--- INFORMATION SUPPLIED ---

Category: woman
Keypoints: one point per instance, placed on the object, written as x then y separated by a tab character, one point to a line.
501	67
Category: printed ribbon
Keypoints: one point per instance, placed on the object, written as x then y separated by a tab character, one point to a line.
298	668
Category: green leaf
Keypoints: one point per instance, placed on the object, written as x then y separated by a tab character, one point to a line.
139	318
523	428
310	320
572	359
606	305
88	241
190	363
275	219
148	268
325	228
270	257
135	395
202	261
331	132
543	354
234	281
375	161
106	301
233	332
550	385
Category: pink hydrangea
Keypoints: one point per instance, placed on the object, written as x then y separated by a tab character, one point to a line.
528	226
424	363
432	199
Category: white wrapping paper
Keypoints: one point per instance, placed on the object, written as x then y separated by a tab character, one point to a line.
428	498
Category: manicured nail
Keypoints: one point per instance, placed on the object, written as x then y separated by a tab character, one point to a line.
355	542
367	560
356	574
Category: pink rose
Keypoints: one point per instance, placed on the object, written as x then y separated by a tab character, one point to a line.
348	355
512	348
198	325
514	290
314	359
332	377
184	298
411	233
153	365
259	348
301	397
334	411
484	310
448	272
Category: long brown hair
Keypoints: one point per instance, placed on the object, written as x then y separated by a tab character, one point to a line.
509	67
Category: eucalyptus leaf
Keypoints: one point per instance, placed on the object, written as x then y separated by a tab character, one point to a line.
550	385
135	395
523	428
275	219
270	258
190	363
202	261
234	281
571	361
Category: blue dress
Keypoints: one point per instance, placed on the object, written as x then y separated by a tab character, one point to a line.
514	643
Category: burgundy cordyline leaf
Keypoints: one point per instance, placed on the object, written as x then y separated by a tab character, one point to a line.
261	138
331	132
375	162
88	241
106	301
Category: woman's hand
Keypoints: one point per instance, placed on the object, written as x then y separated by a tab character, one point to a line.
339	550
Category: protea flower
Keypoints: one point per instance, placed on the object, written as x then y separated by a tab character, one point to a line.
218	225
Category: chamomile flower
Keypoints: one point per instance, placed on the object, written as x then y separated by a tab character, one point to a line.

---

Return the entries above, every line intact.

REPLY TO THE TASK:
Category: woman
Keypoints: one point per instance, placed on the object, written as x then y separated by a tab character, one point to a line.
501	67
Category: printed ribbon
Keypoints: one point per instance, placed on the object, written as x then y separated by a tab character, one point to a line.
298	668
Category: green leaf
Keypoints: one point per instance, placed on the object, written as x then y separated by a tab character, one point to a line.
139	318
523	428
310	320
572	359
606	305
88	241
190	363
275	219
148	268
325	228
270	257
135	395
202	261
331	132
543	354
234	281
375	161
106	301
233	332
550	385
Category: pink hydrangea
Keypoints: one point per instance, placed on the object, written as x then y separated by a tab character, one point to a line.
528	226
424	363
432	199
Category: white wrapping paper
Keypoints: one point per instance, placed on the object, written as x then y separated by a tab character, one point to a line.
428	498
Category: manicured nail
Keypoints: one point per instance, placed on the object, written as x then y separated by a tab character, one point to a line.
355	542
367	560
356	574
Category: pink rose
Keypoints: one point per instance, placed on the object, written as x then y separated by a tab character, one point to a line.
348	355
512	348
198	325
514	290
314	359
332	377
184	298
411	233
153	365
259	348
301	397
334	411
484	310
448	272
Category: long brown hair
Keypoints: one point per instance, placed on the object, written as x then y separated by a tab character, one point to a line.
509	67
Category: eucalyptus leaf
Keypoints: one point per instance, placed on the object, written as x then y separated by a tab character, one point to a line.
550	385
135	395
523	428
275	219
270	258
190	363
202	261
234	281
571	361
Category: blue dress
Keypoints: one point per instance, placed on the object, written as x then y separated by a tab character, one point to a line.
514	643
Category: burgundy cordyline leaf
Keypoints: one point per instance, placed on the object, written as x then y separated by a tab character, one point to a line.
261	138
331	132
375	162
88	241
106	301
Category: woman's hand
Keypoints: one point per instance, placed on the object, written as x then y separated by a tab character, one point to a line.
339	550
Category: protea flower
Keypoints: one point per instance, placed on the object, written as x then y separated by a tab character, one point to a line.
218	225
Category: chamomile flower
Keypoints: one point per instance, placed on the object, written as x then y separated by a tab character, one point to a line.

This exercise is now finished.